### [GIVEN EXERCISE]
Repeat the records below exactly, leaving out any pictures.

### [STORED DATA]
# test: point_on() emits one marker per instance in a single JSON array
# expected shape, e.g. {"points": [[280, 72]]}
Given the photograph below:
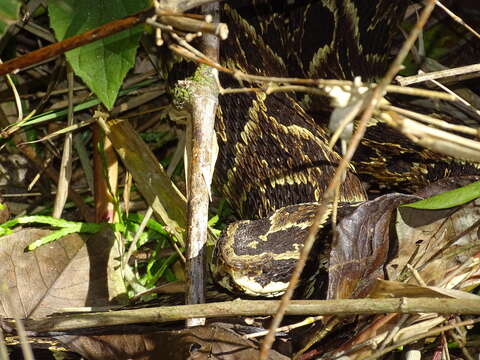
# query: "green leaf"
{"points": [[449, 199], [103, 64], [8, 14]]}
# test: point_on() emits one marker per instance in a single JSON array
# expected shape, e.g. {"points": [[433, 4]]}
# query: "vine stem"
{"points": [[322, 213]]}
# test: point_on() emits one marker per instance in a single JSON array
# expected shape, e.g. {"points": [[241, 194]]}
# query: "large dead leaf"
{"points": [[70, 272], [205, 342]]}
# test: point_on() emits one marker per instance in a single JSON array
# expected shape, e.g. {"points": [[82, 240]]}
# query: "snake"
{"points": [[274, 163]]}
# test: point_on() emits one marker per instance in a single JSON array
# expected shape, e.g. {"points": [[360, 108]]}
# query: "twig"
{"points": [[431, 120], [307, 321], [182, 5], [405, 81], [203, 102], [65, 174], [322, 212]]}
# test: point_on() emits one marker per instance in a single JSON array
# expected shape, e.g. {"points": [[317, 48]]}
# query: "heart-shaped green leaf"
{"points": [[449, 199], [8, 14], [103, 64]]}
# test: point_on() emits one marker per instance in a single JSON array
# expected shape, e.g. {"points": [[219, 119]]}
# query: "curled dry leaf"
{"points": [[361, 251], [441, 245], [73, 271]]}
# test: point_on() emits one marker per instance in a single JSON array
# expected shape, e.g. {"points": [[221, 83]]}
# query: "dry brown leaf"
{"points": [[431, 242], [203, 342], [70, 272]]}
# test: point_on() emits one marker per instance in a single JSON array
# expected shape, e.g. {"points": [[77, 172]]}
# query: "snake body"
{"points": [[273, 162]]}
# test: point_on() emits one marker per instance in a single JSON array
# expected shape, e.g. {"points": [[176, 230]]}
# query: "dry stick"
{"points": [[458, 19], [73, 42], [404, 81], [430, 333], [203, 101], [183, 5], [342, 167], [164, 314]]}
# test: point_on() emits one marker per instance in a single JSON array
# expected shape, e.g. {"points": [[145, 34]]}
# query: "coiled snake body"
{"points": [[273, 152]]}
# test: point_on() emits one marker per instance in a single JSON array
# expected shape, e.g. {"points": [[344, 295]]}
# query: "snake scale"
{"points": [[273, 161]]}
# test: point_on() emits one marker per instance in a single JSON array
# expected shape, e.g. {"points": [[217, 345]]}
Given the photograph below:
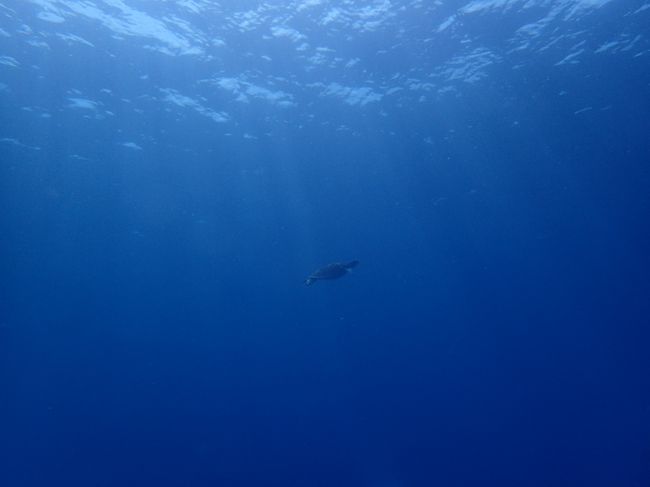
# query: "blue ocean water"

### [EXPECTED ANSWER]
# test: point_on() emits one marker per instance in a single JSON array
# expected shape, e.g. {"points": [[280, 72]]}
Given the photograph below:
# query: "green leaf"
{"points": [[449, 199], [103, 64], [8, 14]]}
# test: point_on() emits one marker per instance in a single JSON array
# expected shape, e.g. {"points": [[433, 4]]}
# query: "vine stem"
{"points": [[322, 213]]}
# test: point_on() emits one marker per instance in a single JSON array
# expected shape, e.g. {"points": [[241, 194]]}
# query: "large dead leaf"
{"points": [[70, 272], [205, 342]]}
# test: point_on() emits one marker per instance in a single JSON array
# expected shape, e.g. {"points": [[82, 240]]}
# query: "snake"
{"points": [[274, 163]]}
# test: point_on() emits one marker per instance in a single JSON array
# expected shape, e.g. {"points": [[360, 108]]}
# query: "twig"
{"points": [[431, 120], [307, 321], [182, 5], [405, 81], [203, 102], [65, 174], [322, 212]]}
# test: point_on() emits one marker per instance in a single JSON array
# expected shape, e.g. {"points": [[317, 48]]}
# query: "heart-shaped green leaf"
{"points": [[449, 199], [8, 14], [103, 64]]}
# test: point_on() emits one marker per instance in a single JSON array
# expected shape, e.g. {"points": [[219, 119]]}
# query: "curled dry leaf"
{"points": [[361, 251], [441, 245], [73, 271]]}
# test: point_on() emits one marker per instance in a single JSON array
# expected shape, e.g. {"points": [[221, 83]]}
# query: "dry brown leaf"
{"points": [[431, 242], [203, 342], [70, 272]]}
# test: point_on() emits one marker per instance in a single JSON array
# expected shape, e.g. {"points": [[77, 172]]}
# query: "snake body"
{"points": [[273, 162]]}
# test: point_on() emits one marker per instance in a single JSON array
# expected shape, e.g. {"points": [[176, 230]]}
# query: "dry stick"
{"points": [[458, 19], [73, 42], [404, 81], [430, 333], [203, 101], [183, 5], [342, 167], [164, 314]]}
# test: point_on() emits one marker per instance in a single JSON array
# expected shape, e.g. {"points": [[145, 34]]}
# query: "coiled snake body"
{"points": [[273, 152]]}
# test: point_on() emits one marker per instance in a single JSON array
# expected shape, e.g. {"points": [[344, 295]]}
# query: "snake scale"
{"points": [[273, 161]]}
# test: point_on() emits one marker per instance in a single JSON array
# expected shape, e.g. {"points": [[217, 345]]}
Given the photograph below:
# query: "blue ocean water"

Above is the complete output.